• **What is being asked**:
Set the listing down unchanged, minus every embedded image.

§

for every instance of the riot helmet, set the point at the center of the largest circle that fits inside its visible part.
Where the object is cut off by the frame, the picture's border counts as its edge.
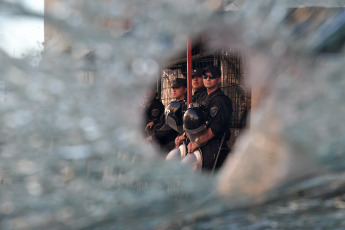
(173, 116)
(194, 122)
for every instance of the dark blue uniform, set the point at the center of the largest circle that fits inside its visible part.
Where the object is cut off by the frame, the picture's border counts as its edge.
(218, 109)
(164, 134)
(153, 111)
(199, 95)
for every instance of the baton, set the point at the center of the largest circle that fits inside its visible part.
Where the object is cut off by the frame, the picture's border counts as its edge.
(219, 149)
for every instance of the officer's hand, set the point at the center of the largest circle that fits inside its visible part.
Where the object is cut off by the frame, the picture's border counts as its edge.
(192, 147)
(149, 126)
(178, 140)
(149, 138)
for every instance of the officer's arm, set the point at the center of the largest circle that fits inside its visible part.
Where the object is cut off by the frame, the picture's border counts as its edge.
(208, 135)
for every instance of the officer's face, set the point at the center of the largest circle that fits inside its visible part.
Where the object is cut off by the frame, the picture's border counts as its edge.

§

• **Answer to the problem**:
for every instance of the riot helmet, set the point at the center of the largest circle that fits inside its visible part.
Where the object is cut off by the frame, the picture's border counts as its edge.
(173, 116)
(194, 122)
for every instance of the dark blue uniform, set the point at the center of the largest circle that fits inside its visible part.
Where the object is cut off by the frame, the picture's border counts as its edge.
(218, 109)
(164, 134)
(153, 111)
(199, 95)
for every instance of the baton, set the point at the center of the largest circle that fits inside its visible part.
Where the object is cut off by the frame, the picture's border counts as its edge.
(219, 149)
for every instance of the officer's hand, set the point at the center of the largest circle that fits inside its visible part.
Where the object is cut off by the frame, the picture's border counts as its edge.
(192, 147)
(149, 126)
(178, 140)
(149, 138)
for every instance of the officer's arm, set the point at the center of the largest circle that fits inside its visible part.
Where the object is cut off by the frame, the picture's border counts as its edge.
(208, 135)
for every instance of the officer's face, set the point at the center of the largest circle that fits inside its visible part.
Where the object is cut off by the frame, the picture's border counts as its edge.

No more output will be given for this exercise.